Exactly reproduce the lines from the line that has "Sample output: [376, 137, 395, 258]" down to the last line of the entries, inclusive.

===== THE INPUT

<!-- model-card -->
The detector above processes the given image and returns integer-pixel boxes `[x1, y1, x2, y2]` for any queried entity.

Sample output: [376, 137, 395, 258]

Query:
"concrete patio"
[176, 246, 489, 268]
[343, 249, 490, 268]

==========

» **RESULT OF THIS EXERCISE**
Sample output: [376, 137, 395, 258]

Query:
"concrete patio"
[176, 246, 489, 268]
[343, 249, 490, 268]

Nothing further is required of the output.